------ Source extract
Business

Japan's ANA leads way as masks become new normal in virus-era air travel

All Nippon Airways to require passengers to wear face masks inside airports and aboard aircraft

KYODO

One of Japan’s major airlines plans to make the wearing of face masks compulsory as the industry shifts toward operating in a new coronavirus pandemic normal.

From June, All Nippon Airways Co. will require all passengers to wear face masks inside airports and aboard aircraft.

Anyone who refuses will be barred from boarding, meaning ANA is going a step further than an aviation industry body guideline that advises a “request” be made that passengers mask up.

Cabin crew will wear face masks and ground staff will wear face shields as well, it said. Major airlines, including ANA, have also installed plastic curtains at check-in counters.

The aviation industry has been hit hard by the virus pandemic, and many airlines are keen to attract business by eliminating passenger concern about infection, even if it means enforcing stricter measures than recommended.
------------
------ Exercise data
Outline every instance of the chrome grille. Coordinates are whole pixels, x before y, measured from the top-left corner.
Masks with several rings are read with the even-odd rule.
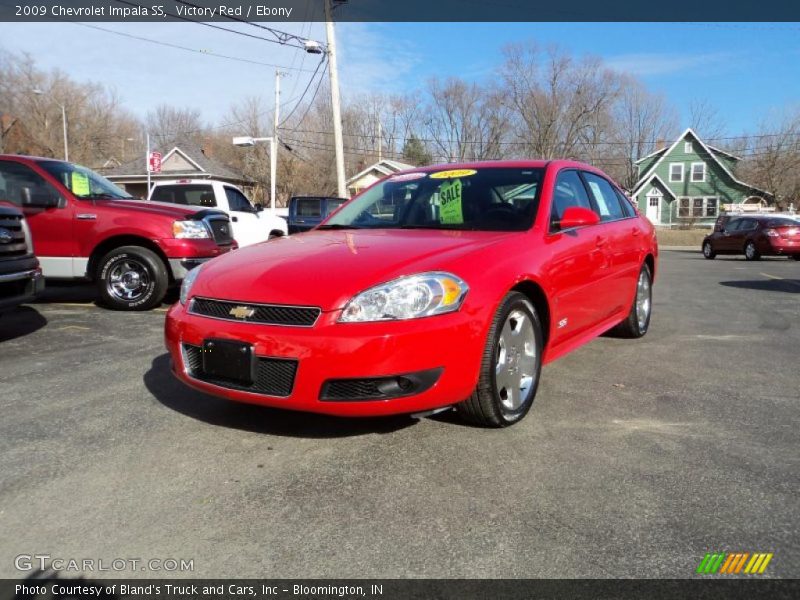
[[[294,379],[297,374],[297,361],[294,359],[257,356],[256,380],[252,385],[243,385],[224,379],[208,377],[203,371],[202,348],[193,344],[182,344],[182,347],[186,372],[194,379],[230,390],[241,390],[280,398],[290,396],[292,388],[294,388]]]
[[[237,308],[251,309],[252,315],[237,318],[231,311]],[[214,319],[239,321],[243,323],[261,323],[263,325],[285,325],[289,327],[311,327],[322,312],[313,306],[286,306],[282,304],[253,304],[251,302],[231,302],[228,300],[210,300],[194,298],[189,312]]]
------------
**Activities:**
(1) In the ANA mask article, write out the passage starting at "From June, All" and ending at "passengers mask up.", swapping "boarding" for "flying".
(2) Answer these questions from the ANA mask article.
(a) Starting in which month will ANA require passengers to wear face masks?
(b) What will ANA ground staff wear?
(c) What have major airlines put in at check-in counters?
(3) Continue the ANA mask article from its final sentence.
The data has nothing to do with the ANA mask article.

**Responses:**
(1)
From June, All Nippon Airways Co. will require all passengers to wear face masks inside airports and aboard aircraft.

Anyone who refuses will be barred from flying, meaning ANA is going a step further than an aviation industry body guideline that advises a “request” be made that passengers mask up.

(2)
(a) June
(b) Face shields
(c) Plastic curtains

(3)
Japan Airlines Co. and Skymark Airlines Inc. said they will refrain from allocating passengers into adjacent seats to allow some measure of social distancing to be maintained. JAL said the measure is temporary and is aimed at easing people’s concern about coming into close contact with fellow passengers.

JAL will halt sales of adjacent seats until the end of June, while ANA does not take such a measure, as such sales practice may lead to raising airfares.

The International Air Transport Association does not recommend such a measure, saying, “Mask-wearing by passengers and crew will reduce the already low risk, while avoiding the dramatic cost increases to air travel that onboard social distancing measures would bring.”

It said the risk of virus transmission on aircraft is low compared to other modes of public transport, possibly due to the layout which has passengers all facing forward, airflow rates being high and the use of high-efficiency particulate air filters in cabins.

Other airlines around the globe have taken even more drastic steps, with Qatar Airways making flight attendants wear full-body protection suits and the Philippines’ Cebu Pacific Air set to make its attendants take antibody tests for the virus.

Finland’s Finnair PLC has decided to request passengers check-in online to avoid crowding at airports and has ended priority boarding, instead inviting passengers seated at the rear of the plane to board first.

Japanese airlines have yet to announce whether they will implement more stringent anti-virus steps for their international routes that involve longer flight times and therefore an increased risk of infection.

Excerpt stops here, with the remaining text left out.